___ Materials provided

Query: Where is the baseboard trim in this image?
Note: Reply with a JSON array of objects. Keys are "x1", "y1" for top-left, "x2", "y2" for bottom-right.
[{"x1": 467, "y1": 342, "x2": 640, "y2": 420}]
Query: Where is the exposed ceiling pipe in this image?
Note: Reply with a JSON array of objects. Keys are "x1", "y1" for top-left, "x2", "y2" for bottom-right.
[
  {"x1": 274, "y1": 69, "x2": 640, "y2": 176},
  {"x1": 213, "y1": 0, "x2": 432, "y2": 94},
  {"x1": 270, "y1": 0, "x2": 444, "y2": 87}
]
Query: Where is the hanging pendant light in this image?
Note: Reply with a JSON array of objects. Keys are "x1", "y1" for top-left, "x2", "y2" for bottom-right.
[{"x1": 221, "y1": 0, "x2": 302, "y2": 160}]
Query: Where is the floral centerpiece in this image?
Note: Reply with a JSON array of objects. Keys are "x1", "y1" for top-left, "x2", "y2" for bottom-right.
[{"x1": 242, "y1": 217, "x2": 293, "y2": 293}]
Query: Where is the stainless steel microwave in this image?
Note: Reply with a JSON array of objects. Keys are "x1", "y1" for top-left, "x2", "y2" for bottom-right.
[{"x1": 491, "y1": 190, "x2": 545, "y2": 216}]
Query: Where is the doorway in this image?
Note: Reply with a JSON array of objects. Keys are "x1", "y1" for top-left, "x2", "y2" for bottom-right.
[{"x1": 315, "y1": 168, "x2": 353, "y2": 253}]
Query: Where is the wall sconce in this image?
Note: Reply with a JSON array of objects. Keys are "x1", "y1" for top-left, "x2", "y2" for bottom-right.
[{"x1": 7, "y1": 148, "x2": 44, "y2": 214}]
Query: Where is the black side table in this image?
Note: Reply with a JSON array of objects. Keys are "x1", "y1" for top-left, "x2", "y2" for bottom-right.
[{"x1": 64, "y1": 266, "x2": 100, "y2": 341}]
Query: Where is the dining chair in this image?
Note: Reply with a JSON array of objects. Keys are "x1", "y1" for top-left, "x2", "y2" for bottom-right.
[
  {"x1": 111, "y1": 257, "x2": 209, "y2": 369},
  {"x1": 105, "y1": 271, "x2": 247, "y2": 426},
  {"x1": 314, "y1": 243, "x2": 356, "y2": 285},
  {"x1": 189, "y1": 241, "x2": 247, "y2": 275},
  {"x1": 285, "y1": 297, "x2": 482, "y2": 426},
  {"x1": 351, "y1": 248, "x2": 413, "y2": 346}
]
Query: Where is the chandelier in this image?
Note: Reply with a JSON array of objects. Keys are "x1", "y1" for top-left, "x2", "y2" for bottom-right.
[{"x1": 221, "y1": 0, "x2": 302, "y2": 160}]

______

- Instruction:
Copy out the lines above with "dining chair" swapped for "wooden chair", changing nothing else.

- Expected answer:
Query: Where is the baseboard trim in this image?
Note: Reply with a JSON array of objects. Keys are "x1", "y1" for top-left, "x2", "y2" for bottom-right.
[{"x1": 467, "y1": 342, "x2": 640, "y2": 420}]
Query: Where is the exposed ceiling pipe in this image?
Note: Reply with a JSON array of objects. Keys are "x1", "y1" for top-left, "x2", "y2" for bottom-right.
[
  {"x1": 274, "y1": 69, "x2": 640, "y2": 176},
  {"x1": 213, "y1": 0, "x2": 432, "y2": 94},
  {"x1": 270, "y1": 0, "x2": 444, "y2": 87}
]
Query: Where is the hanging pendant light in this image?
Note: Reply with a JSON array of objects. Keys are "x1", "y1" for top-left, "x2", "y2" for bottom-right.
[{"x1": 221, "y1": 0, "x2": 302, "y2": 160}]
Query: Where is the floral centerpiece in this image?
Note: Reply with a JSON array of objects. Keys are "x1", "y1" for top-left, "x2", "y2" for bottom-right.
[{"x1": 242, "y1": 217, "x2": 293, "y2": 293}]
Query: Where is the stainless steel microwave in this image?
Note: Reply with a JSON array of objects. Keys are "x1", "y1" for top-left, "x2", "y2" for bottom-right.
[{"x1": 491, "y1": 190, "x2": 545, "y2": 216}]
Query: Where is the doorway in this image?
Note: Reply with a JSON array of objects. Keys are "x1", "y1" for top-left, "x2", "y2" for bottom-right.
[{"x1": 315, "y1": 168, "x2": 353, "y2": 253}]
Query: Where is the wall sconce in this image?
Note: Reply with a JSON array of objects. Keys are "x1", "y1" for top-left, "x2", "y2" for bottom-right.
[{"x1": 7, "y1": 148, "x2": 44, "y2": 214}]
Query: Where is the black side table in this image?
Note: Reply with a JSON array of objects. Keys are "x1", "y1" for top-left, "x2", "y2" for bottom-right.
[{"x1": 64, "y1": 266, "x2": 100, "y2": 341}]
Query: Where is the wooden chair in this image?
Note: Reply with a JSON array of objects. Keys are "x1", "y1" for top-left, "x2", "y2" for bottom-right.
[
  {"x1": 111, "y1": 257, "x2": 209, "y2": 369},
  {"x1": 105, "y1": 271, "x2": 247, "y2": 426},
  {"x1": 314, "y1": 243, "x2": 356, "y2": 285},
  {"x1": 189, "y1": 241, "x2": 247, "y2": 275},
  {"x1": 285, "y1": 297, "x2": 482, "y2": 426},
  {"x1": 351, "y1": 248, "x2": 413, "y2": 346}
]
Query: Where is the chandelier in this image?
Note: Reply with a JSON array of objects. Keys are "x1", "y1" for top-left, "x2", "y2" for bottom-right.
[{"x1": 221, "y1": 0, "x2": 302, "y2": 160}]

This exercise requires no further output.